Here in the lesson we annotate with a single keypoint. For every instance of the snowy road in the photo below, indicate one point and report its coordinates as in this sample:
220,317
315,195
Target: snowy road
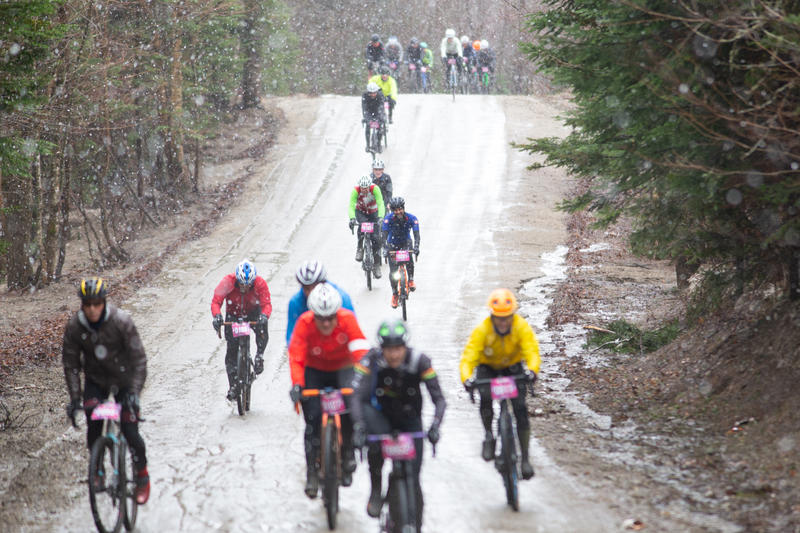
212,470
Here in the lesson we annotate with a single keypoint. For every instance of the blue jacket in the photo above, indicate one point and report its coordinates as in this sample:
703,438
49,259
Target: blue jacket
298,306
398,231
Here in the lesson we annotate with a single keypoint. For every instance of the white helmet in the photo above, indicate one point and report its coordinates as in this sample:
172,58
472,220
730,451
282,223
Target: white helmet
324,300
364,182
311,272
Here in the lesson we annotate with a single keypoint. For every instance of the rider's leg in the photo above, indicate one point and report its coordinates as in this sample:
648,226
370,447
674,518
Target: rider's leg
487,411
523,431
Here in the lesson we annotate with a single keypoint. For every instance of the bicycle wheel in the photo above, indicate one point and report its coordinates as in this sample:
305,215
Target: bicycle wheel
241,376
104,492
130,507
330,472
509,457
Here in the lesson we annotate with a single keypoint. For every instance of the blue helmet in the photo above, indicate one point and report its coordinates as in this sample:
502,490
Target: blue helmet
245,273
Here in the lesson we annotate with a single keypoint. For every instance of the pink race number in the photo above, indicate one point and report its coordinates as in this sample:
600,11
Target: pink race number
333,402
402,449
107,411
503,388
240,329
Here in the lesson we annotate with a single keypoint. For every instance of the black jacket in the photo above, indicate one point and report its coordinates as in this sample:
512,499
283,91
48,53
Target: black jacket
110,355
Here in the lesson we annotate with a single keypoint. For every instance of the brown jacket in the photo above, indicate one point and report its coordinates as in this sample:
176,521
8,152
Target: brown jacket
112,355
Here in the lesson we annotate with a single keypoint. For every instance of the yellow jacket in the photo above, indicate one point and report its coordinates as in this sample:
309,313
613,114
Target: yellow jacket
486,347
388,87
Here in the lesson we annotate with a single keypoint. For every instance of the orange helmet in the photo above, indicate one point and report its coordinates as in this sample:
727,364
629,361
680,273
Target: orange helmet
502,302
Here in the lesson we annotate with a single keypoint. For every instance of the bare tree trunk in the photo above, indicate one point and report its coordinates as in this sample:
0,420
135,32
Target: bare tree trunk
251,39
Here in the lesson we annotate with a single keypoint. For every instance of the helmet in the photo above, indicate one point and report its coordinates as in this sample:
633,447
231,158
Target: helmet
324,300
245,273
502,302
311,272
393,333
92,288
364,182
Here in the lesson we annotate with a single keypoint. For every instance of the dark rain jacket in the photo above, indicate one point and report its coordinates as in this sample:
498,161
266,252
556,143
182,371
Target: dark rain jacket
111,355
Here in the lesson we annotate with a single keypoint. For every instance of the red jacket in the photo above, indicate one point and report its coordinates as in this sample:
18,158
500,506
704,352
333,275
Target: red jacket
238,304
341,349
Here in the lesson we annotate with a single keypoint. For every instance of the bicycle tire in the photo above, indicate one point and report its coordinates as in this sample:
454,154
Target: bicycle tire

### AIM OF THE TASK
All lines above in which the word "tire" occurs should be identified and copied.

### SOLUTION FOR THIS TASK
Here in the lesson we annotate with a single keypoint. For every instance of the bicycle tire in the photo above, indicate one point and report its coordinates as in this sample:
Target: bicycle tire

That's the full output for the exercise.